> [Extrait de page]
■ ■ ■ ■ ■ ■ ■

Le snobisme littéraire, une plaie qu’il est possible d’éviter

La lecture tend à être considérée comme une pratique élitiste, et c’est notamment dû à tout le snobisme qui l’entoure. Lucie vous explique comment s’en défaire pour que seul le plaisir de lire demeure !

Il y a quelques jours, j’ai reçu dans ma boîte de réception madmoiZelle un mail à première vue innocent. La personne me disait qu’elle avait bien vu que je lisais de la littérature jeunesse, mais elle me demandait si je pouvais lui donner les coordonnées du/de la rédacteur•trice en charge de la littérature générale sur le site.

Quand j’ai répondu que je m’en occupais également, j’ai eu le droit à une réponse de mon interlocuteur, agréablement surpris que je sois aussi une lectrice de littérature générale.

À lire aussi : Pourquoi lire de la littérature jeunesse quand on est « adulte » ?

■ ■ ■ ■ ■ ■ ■

> [Données extraites]
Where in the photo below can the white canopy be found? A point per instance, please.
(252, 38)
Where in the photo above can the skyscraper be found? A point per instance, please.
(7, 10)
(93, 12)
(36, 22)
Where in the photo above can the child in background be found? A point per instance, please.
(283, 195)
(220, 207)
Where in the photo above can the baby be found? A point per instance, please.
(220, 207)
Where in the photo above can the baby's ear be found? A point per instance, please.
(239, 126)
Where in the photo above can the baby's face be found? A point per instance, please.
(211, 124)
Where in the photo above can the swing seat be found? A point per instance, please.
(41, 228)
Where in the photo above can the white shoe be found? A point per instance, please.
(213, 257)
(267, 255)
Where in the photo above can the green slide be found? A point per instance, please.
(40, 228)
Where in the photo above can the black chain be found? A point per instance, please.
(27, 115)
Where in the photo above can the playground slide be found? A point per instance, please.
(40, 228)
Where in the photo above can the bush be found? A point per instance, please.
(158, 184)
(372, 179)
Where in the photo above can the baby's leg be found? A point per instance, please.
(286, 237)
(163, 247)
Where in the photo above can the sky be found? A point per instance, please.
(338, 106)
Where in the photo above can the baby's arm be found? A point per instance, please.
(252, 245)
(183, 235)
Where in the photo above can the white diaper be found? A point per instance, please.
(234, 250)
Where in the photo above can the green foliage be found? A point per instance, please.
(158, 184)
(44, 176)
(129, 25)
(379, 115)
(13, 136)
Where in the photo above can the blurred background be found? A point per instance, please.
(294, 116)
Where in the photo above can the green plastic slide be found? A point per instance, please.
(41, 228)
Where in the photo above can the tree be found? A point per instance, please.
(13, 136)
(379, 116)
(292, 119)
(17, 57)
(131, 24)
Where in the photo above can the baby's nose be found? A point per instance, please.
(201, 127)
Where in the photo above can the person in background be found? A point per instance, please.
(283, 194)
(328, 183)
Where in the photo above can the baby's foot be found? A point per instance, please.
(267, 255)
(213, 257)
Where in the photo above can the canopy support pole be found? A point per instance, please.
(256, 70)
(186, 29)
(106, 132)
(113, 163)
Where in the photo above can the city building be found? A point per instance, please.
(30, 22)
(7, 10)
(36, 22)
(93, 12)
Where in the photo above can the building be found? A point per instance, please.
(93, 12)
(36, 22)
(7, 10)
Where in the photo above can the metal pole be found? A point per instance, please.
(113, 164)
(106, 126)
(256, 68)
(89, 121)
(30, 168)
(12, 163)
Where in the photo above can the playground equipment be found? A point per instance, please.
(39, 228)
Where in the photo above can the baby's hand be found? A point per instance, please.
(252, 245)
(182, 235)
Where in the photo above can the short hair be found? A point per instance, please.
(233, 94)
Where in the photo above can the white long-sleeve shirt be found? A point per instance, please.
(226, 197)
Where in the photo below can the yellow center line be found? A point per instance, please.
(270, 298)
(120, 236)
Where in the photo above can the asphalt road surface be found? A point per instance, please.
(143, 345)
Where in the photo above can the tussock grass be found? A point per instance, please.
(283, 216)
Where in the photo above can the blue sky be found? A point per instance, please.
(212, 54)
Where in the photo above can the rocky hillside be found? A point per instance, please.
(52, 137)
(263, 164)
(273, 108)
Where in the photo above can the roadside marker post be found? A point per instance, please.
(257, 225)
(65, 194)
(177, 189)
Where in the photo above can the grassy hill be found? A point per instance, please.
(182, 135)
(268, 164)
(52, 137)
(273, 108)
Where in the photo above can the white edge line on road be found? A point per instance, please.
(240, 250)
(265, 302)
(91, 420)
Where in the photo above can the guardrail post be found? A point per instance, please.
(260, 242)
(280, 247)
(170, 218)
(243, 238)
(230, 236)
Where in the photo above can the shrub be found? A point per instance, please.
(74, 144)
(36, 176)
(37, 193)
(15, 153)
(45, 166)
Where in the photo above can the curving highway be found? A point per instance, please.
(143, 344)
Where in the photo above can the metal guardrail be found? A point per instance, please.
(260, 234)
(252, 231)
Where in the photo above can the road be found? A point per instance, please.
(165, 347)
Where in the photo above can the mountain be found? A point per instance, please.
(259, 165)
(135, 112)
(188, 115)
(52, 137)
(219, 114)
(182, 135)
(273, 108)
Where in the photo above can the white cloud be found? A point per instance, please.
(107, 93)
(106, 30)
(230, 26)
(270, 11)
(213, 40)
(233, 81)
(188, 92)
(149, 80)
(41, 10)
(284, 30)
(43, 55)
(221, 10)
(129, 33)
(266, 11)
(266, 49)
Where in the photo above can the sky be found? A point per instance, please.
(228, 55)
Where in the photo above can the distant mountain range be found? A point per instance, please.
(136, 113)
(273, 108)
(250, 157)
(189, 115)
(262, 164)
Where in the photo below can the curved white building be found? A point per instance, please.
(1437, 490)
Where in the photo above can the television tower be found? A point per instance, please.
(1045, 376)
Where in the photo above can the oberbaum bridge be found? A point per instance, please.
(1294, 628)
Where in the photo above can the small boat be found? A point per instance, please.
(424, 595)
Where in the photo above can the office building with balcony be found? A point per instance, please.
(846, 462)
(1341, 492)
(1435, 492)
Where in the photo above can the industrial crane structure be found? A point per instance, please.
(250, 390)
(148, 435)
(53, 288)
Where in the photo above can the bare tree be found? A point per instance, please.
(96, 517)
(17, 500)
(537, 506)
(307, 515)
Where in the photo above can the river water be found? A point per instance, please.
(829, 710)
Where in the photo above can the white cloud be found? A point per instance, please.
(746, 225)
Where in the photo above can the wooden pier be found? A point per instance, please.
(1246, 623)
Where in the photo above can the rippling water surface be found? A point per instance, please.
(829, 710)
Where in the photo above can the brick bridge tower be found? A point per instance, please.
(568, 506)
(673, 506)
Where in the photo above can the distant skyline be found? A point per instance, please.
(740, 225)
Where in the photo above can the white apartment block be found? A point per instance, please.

■ ■ ■ ■ ■ ■ ■

> [Tâches à réaliser]
**A.** Dans l'extrait sur le snobisme littéraire, réécrivez le passage qui débute par « Le snobisme littéraire, une » et s'achève après « de littérature générale. », en changeant « interlocuteur » en « correspondant ».
**B.** Recopiez intégralement les lignes de la liste allant de celle qui contient « Where in the photo above can the distant mountain » jusqu'à celle qui contient « (1246, 623) », toutes deux comprises, en ajoutant 86 à chaque nombre des coordonnées. Ne reproduisez que ces lignes.

> [Résultats ordonnés]
**A.**
Le snobisme littéraire, une plaie qu’il est possible d’éviter

La lecture tend à être considérée comme une pratique élitiste, et c’est notamment dû à tout le snobisme qui l’entoure. Lucie vous explique comment s’en défaire pour que seul le plaisir de lire demeure !

Il y a quelques jours, j’ai reçu dans ma boîte de réception madmoiZelle un mail à première vue innocent. La personne me disait qu’elle avait bien vu que je lisais de la littérature jeunesse, mais elle me demandait si je pouvais lui donner les coordonnées du/de la rédacteur•trice en charge de la littérature générale sur le site.

Quand j’ai répondu que je m’en occupais également, j’ai eu le droit à une réponse de mon correspondant, agréablement surpris que je sois aussi une lectrice de littérature générale.

**B.**
Where in the photo above can the distant mountain range be found? A point per instance, please.
(222, 199)
(359, 194)
(336, 243)
(275, 201)
(348, 250)
Where in the photo below can the curved white building be found? A point per instance, please.
(1523, 576)
Where in the photo above can the television tower be found? A point per instance, please.
(1131, 462)
Where in the photo above can the oberbaum bridge be found? A point per instance, please.
(1380, 714)
Where in the photo above can the small boat be found? A point per instance, please.
(510, 681)
Where in the photo above can the office building with balcony be found? A point per instance, please.
(932, 548)
(1427, 578)
(1521, 578)
Where in the photo above can the industrial crane structure be found? A point per instance, please.
(336, 476)
(234, 521)
(139, 374)
Where in the photo above can the bare tree be found? A point per instance, please.
(182, 603)
(103, 586)
(623, 592)
(393, 601)
Where in the photo above can the river water be found? A point per instance, please.
(915, 796)
Where in the photo above can the white cloud be found? A point per instance, please.
(832, 311)
Where in the photo above can the wooden pier be found? A point per instance, please.
(1332, 709)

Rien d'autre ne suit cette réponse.